--- 提供された抜粋 ---

いつも忙しく、電波の悪いところから急いで電話してくることが多いので、ほとんど何を言っているのかわからないまま終えることもある。
時々あせってゲール語になったりもする。
今日はこちらもリラックス。晩秋の一日をゆっくり楽しもう。
と思いきや、9時に先日出会ったダーモットがセッションをやっている、というパブを覗いてみたら帰りが午前様になってしまった。
今日は休肝日、と決めていたのにギネスをごちそうになって、しんどい。
ゆっくり寝よう。
8月14日(木)曇り
早野先生、古矢先生(彼女達はどちらも教師だ)にいただいた鳥の図鑑で、ここに来ている鳥達の種類が判明。
最初によく来るのがどうやらSong Thrush(うたつぐみ)Starling(むくどり)そしてRobin(こまどり)この3種類のようだ。

--- 提示された行 ---

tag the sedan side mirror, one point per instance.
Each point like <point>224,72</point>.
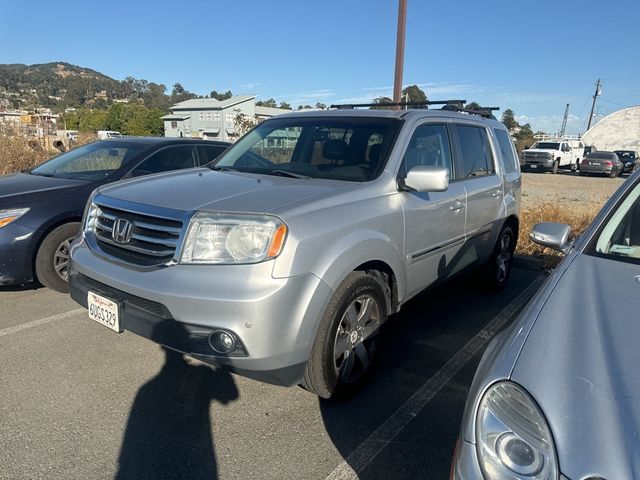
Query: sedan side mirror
<point>552,235</point>
<point>426,178</point>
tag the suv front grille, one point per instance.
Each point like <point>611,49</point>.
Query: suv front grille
<point>152,240</point>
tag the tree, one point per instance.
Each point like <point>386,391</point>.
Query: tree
<point>221,96</point>
<point>508,118</point>
<point>381,101</point>
<point>413,94</point>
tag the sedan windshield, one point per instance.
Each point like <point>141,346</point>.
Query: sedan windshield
<point>89,162</point>
<point>619,238</point>
<point>352,149</point>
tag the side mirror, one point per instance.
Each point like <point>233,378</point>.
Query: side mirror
<point>425,178</point>
<point>552,235</point>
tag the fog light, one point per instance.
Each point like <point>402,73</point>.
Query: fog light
<point>222,342</point>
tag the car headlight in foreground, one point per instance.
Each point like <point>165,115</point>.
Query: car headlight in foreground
<point>513,439</point>
<point>233,238</point>
<point>11,215</point>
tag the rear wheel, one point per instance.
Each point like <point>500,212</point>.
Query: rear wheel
<point>348,337</point>
<point>52,259</point>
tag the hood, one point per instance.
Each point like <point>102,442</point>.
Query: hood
<point>205,189</point>
<point>580,362</point>
<point>23,183</point>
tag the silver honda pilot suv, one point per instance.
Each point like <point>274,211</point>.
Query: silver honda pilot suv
<point>283,260</point>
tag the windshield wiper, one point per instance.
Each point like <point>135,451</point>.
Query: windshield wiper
<point>286,173</point>
<point>223,169</point>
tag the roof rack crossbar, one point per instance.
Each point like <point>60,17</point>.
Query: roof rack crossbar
<point>351,106</point>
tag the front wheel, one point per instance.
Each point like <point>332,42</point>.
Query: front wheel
<point>52,259</point>
<point>498,269</point>
<point>348,337</point>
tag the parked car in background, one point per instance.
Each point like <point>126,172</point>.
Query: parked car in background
<point>41,209</point>
<point>601,163</point>
<point>283,260</point>
<point>105,134</point>
<point>629,159</point>
<point>557,394</point>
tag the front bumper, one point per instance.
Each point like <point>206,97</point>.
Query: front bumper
<point>180,305</point>
<point>16,254</point>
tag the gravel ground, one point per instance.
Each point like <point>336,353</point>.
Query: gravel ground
<point>567,187</point>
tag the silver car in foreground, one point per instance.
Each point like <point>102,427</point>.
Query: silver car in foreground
<point>557,394</point>
<point>283,260</point>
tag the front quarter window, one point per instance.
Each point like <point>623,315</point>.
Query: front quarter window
<point>619,238</point>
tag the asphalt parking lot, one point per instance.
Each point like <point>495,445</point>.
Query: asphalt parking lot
<point>79,401</point>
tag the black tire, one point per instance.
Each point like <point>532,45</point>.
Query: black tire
<point>498,268</point>
<point>331,373</point>
<point>52,259</point>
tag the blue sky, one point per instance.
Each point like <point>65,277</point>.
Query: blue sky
<point>532,57</point>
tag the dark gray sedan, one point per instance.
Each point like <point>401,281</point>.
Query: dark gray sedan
<point>601,163</point>
<point>557,394</point>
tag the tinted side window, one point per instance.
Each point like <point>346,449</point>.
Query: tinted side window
<point>207,153</point>
<point>506,149</point>
<point>429,145</point>
<point>474,147</point>
<point>171,158</point>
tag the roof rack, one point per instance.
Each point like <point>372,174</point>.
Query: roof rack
<point>449,105</point>
<point>351,106</point>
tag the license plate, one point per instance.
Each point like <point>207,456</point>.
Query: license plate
<point>104,311</point>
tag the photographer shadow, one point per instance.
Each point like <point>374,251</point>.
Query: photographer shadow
<point>168,433</point>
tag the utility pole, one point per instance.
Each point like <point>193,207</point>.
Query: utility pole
<point>564,121</point>
<point>597,93</point>
<point>402,25</point>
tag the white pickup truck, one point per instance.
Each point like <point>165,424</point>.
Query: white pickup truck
<point>549,155</point>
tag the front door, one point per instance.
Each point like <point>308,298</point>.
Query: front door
<point>433,221</point>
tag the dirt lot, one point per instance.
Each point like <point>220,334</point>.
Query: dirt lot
<point>567,188</point>
<point>563,198</point>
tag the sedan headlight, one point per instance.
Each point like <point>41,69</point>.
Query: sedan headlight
<point>231,239</point>
<point>11,215</point>
<point>513,439</point>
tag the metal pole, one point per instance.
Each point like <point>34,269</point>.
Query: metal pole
<point>402,24</point>
<point>593,105</point>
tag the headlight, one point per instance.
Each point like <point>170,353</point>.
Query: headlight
<point>513,440</point>
<point>91,215</point>
<point>231,239</point>
<point>11,215</point>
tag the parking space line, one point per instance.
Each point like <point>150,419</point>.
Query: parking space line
<point>369,449</point>
<point>42,321</point>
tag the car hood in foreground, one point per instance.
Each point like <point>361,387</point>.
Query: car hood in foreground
<point>581,362</point>
<point>24,183</point>
<point>204,189</point>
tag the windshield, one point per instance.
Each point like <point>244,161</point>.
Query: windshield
<point>547,145</point>
<point>352,149</point>
<point>620,237</point>
<point>89,162</point>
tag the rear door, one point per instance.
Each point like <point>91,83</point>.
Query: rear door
<point>484,190</point>
<point>434,221</point>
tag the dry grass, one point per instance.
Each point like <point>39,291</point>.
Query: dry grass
<point>17,153</point>
<point>578,216</point>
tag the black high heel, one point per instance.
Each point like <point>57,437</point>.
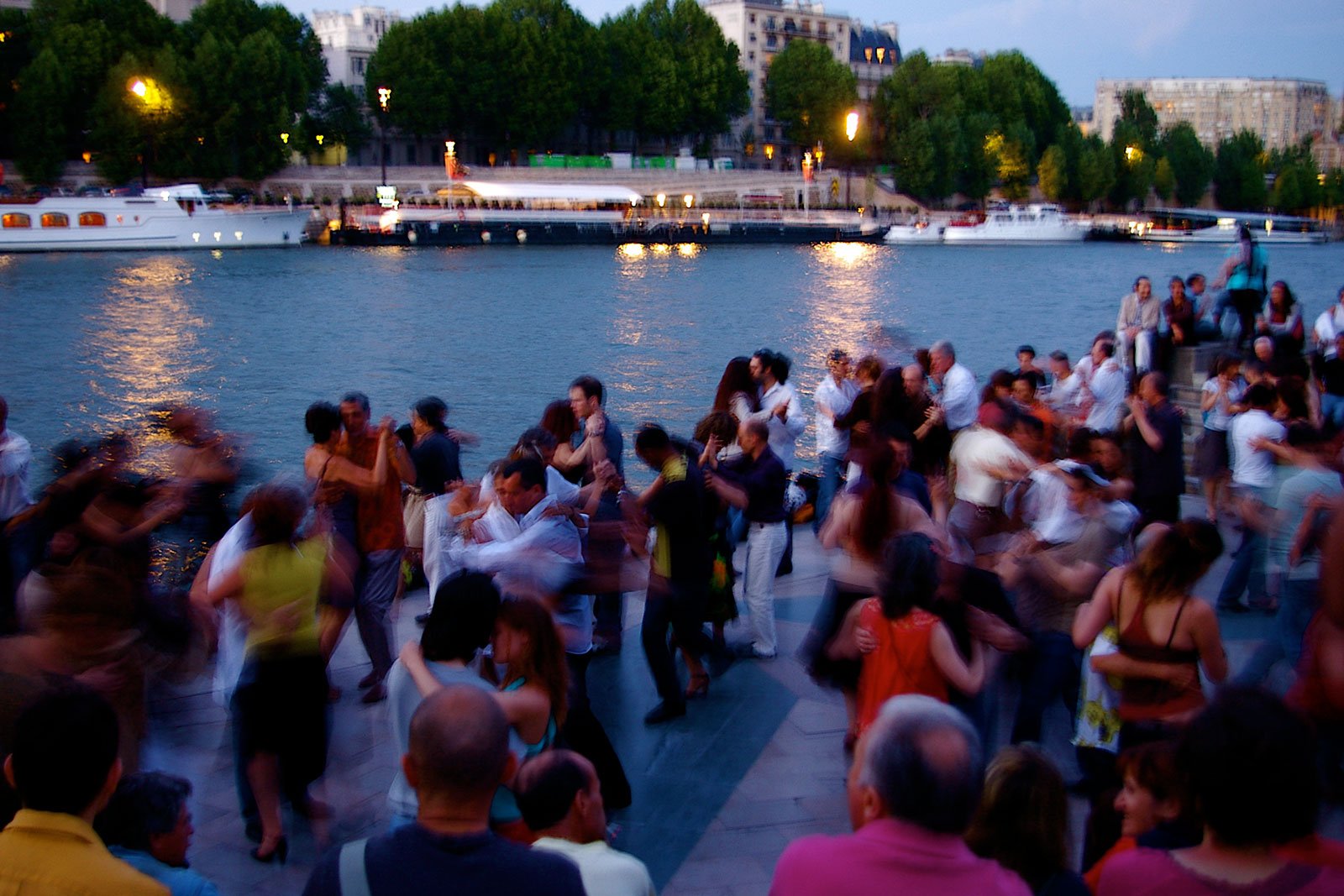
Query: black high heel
<point>279,853</point>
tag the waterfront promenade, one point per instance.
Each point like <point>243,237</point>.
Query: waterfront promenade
<point>718,794</point>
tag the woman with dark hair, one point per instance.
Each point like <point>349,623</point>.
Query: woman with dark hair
<point>902,647</point>
<point>336,483</point>
<point>1281,320</point>
<point>1152,805</point>
<point>460,624</point>
<point>558,419</point>
<point>737,391</point>
<point>862,520</point>
<point>1023,822</point>
<point>281,696</point>
<point>1250,766</point>
<point>1166,633</point>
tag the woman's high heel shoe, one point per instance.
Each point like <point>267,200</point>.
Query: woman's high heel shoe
<point>280,853</point>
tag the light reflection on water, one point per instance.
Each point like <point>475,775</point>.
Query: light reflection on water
<point>93,343</point>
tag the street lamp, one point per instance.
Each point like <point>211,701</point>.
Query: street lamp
<point>851,128</point>
<point>155,102</point>
<point>385,94</point>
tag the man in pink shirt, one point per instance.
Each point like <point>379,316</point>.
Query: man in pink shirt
<point>913,788</point>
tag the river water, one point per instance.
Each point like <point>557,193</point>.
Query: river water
<point>93,343</point>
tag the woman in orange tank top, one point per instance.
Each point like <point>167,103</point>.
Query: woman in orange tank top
<point>905,649</point>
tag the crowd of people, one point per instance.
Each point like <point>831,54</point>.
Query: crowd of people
<point>1021,539</point>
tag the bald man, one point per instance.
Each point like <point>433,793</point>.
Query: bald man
<point>459,755</point>
<point>562,802</point>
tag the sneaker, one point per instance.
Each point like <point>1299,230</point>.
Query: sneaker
<point>664,712</point>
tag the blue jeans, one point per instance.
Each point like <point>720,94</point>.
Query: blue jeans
<point>1053,671</point>
<point>832,468</point>
<point>1247,574</point>
<point>1297,606</point>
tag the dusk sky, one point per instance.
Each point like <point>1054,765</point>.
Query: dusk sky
<point>1075,42</point>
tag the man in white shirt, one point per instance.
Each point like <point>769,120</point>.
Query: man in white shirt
<point>956,387</point>
<point>984,459</point>
<point>1328,325</point>
<point>561,801</point>
<point>783,414</point>
<point>1140,316</point>
<point>1105,389</point>
<point>15,457</point>
<point>1253,479</point>
<point>835,396</point>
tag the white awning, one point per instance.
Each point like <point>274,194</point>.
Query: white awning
<point>514,191</point>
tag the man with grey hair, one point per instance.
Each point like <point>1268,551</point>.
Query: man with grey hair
<point>956,387</point>
<point>913,788</point>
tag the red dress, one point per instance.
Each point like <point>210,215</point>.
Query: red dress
<point>902,663</point>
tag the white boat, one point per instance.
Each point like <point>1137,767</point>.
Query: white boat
<point>181,217</point>
<point>916,233</point>
<point>1211,226</point>
<point>1003,223</point>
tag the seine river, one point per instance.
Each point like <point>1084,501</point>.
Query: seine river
<point>93,343</point>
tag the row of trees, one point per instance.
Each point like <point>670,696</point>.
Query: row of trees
<point>523,74</point>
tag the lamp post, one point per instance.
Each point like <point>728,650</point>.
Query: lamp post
<point>851,129</point>
<point>383,96</point>
<point>155,102</point>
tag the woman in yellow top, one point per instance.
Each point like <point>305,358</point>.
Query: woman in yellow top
<point>281,694</point>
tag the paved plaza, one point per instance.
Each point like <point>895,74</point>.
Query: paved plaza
<point>718,794</point>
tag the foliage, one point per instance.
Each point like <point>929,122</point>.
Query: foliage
<point>961,129</point>
<point>1191,163</point>
<point>1240,172</point>
<point>811,93</point>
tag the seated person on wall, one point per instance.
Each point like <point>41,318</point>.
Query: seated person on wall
<point>913,788</point>
<point>459,755</point>
<point>562,802</point>
<point>65,770</point>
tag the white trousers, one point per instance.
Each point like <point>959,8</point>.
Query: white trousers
<point>765,548</point>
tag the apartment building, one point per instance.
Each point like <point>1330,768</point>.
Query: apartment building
<point>1281,110</point>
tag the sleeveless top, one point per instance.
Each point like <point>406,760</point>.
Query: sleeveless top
<point>1152,699</point>
<point>902,663</point>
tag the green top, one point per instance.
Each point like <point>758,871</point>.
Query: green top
<point>275,577</point>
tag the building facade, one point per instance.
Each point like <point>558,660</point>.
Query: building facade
<point>1281,112</point>
<point>761,29</point>
<point>349,40</point>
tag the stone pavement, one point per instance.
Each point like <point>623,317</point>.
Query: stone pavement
<point>718,794</point>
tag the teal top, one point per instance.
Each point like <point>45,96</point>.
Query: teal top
<point>504,806</point>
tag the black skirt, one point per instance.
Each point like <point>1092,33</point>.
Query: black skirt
<point>281,710</point>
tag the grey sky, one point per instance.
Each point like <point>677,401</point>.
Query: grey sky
<point>1075,42</point>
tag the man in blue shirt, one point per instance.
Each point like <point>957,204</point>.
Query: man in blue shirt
<point>459,755</point>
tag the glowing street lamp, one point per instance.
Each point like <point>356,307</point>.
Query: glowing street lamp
<point>385,96</point>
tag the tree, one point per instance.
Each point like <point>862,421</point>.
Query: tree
<point>1095,170</point>
<point>1191,163</point>
<point>1240,174</point>
<point>811,92</point>
<point>1053,174</point>
<point>1164,179</point>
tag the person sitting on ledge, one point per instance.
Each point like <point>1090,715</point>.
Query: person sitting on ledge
<point>913,788</point>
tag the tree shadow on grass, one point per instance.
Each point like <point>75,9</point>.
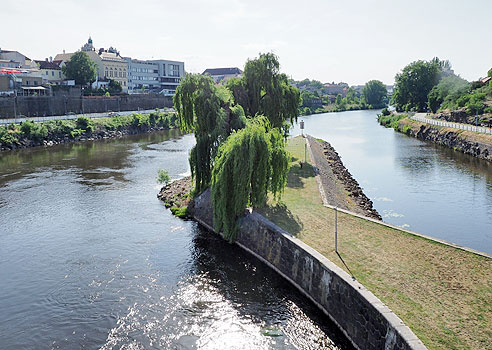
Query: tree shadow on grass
<point>297,173</point>
<point>283,217</point>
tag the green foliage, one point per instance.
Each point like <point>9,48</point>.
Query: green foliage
<point>8,136</point>
<point>263,90</point>
<point>446,92</point>
<point>385,112</point>
<point>114,86</point>
<point>28,130</point>
<point>375,94</point>
<point>180,212</point>
<point>251,162</point>
<point>208,111</point>
<point>85,124</point>
<point>391,120</point>
<point>338,101</point>
<point>415,82</point>
<point>34,131</point>
<point>163,176</point>
<point>80,68</point>
<point>76,133</point>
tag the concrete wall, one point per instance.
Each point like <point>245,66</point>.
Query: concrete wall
<point>35,106</point>
<point>362,317</point>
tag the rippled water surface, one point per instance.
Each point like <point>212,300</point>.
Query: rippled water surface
<point>89,259</point>
<point>414,184</point>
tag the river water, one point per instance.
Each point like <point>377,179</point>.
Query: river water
<point>414,184</point>
<point>90,259</point>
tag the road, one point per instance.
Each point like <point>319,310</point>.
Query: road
<point>421,117</point>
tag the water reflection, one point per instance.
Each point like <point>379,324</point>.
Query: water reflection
<point>89,258</point>
<point>414,184</point>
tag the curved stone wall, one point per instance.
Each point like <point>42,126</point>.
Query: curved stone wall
<point>362,317</point>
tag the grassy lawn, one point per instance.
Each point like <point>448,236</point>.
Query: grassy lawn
<point>443,294</point>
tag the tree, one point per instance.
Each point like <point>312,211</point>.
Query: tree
<point>208,111</point>
<point>114,86</point>
<point>414,83</point>
<point>262,90</point>
<point>375,94</point>
<point>251,162</point>
<point>446,92</point>
<point>80,68</point>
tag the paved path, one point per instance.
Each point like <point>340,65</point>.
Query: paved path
<point>421,117</point>
<point>75,116</point>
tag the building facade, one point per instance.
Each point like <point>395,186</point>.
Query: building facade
<point>222,75</point>
<point>51,71</point>
<point>110,65</point>
<point>159,76</point>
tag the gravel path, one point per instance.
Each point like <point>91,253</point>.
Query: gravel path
<point>341,189</point>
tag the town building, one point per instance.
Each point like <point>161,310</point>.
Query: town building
<point>158,76</point>
<point>51,71</point>
<point>222,75</point>
<point>335,89</point>
<point>20,74</point>
<point>110,65</point>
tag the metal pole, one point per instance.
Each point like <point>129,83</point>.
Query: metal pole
<point>336,230</point>
<point>476,119</point>
<point>305,151</point>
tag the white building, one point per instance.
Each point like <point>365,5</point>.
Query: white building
<point>159,76</point>
<point>222,75</point>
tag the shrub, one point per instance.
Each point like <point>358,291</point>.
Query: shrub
<point>76,133</point>
<point>85,124</point>
<point>163,177</point>
<point>385,112</point>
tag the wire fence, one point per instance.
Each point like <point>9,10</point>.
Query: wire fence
<point>468,127</point>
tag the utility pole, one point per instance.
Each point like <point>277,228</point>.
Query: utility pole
<point>476,119</point>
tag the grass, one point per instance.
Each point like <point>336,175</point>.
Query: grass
<point>14,134</point>
<point>443,294</point>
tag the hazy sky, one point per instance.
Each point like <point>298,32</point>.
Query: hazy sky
<point>352,41</point>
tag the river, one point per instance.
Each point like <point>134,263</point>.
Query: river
<point>90,259</point>
<point>414,184</point>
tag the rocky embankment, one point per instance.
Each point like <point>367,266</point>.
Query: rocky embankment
<point>462,116</point>
<point>90,136</point>
<point>334,175</point>
<point>477,145</point>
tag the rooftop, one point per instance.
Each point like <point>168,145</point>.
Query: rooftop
<point>222,71</point>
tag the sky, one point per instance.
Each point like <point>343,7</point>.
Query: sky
<point>351,41</point>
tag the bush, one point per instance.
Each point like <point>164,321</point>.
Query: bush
<point>76,133</point>
<point>385,112</point>
<point>85,124</point>
<point>163,177</point>
<point>34,131</point>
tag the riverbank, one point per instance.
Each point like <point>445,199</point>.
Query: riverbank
<point>442,293</point>
<point>468,142</point>
<point>29,134</point>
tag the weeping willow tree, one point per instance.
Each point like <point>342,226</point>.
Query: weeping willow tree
<point>208,111</point>
<point>263,90</point>
<point>251,162</point>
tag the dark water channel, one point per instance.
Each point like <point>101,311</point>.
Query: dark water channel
<point>89,259</point>
<point>414,184</point>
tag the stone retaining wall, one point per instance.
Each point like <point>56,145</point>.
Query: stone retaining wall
<point>362,317</point>
<point>39,106</point>
<point>447,138</point>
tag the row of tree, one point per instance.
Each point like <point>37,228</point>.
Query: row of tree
<point>374,95</point>
<point>432,85</point>
<point>240,132</point>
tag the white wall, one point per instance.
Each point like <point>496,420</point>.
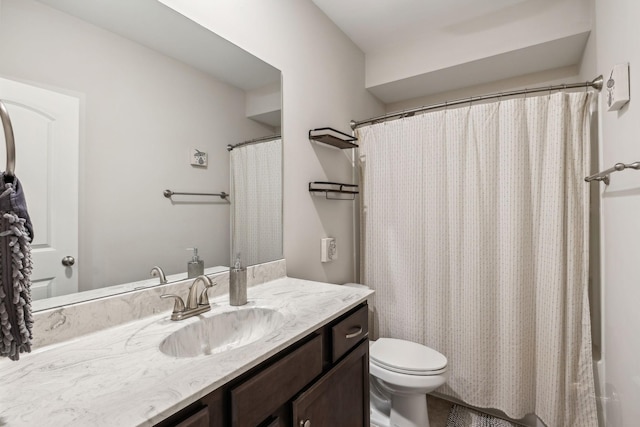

---

__作業指示__.
[1] 抜粋に名前が出てくる鳥の種類を、すべて挙げよ。
[2] 抜粋のうち、「と思いきや、9時に先日出会っ」から「に来ている鳥達の種類が判明。」までを、両端を含めてそのまま打ち直せ。
[3] 抜粋によると、鳥の図鑑をくれたのは誰か。
これらの行は、ここでは一切使わない。

__解答__.
[1] Song Thrush(うたつぐみ)、Starling(むくどり)、Robin(こまどり)。

[2]
と思いきや、9時に先日出会ったダーモットがセッションをやっている、というパブを覗いてみたら帰りが午前様になってしまった。
今日は休肝日、と決めていたのにギネスをごちそうになって、しんどい。
ゆっくり寝よう。
8月14日(木)曇り
早野先生、古矢先生(彼女達はどちらも教師だ)にいただいた鳥の図鑑で、ここに来ている鳥達の種類が判明。

[3] 早野先生と古矢先生。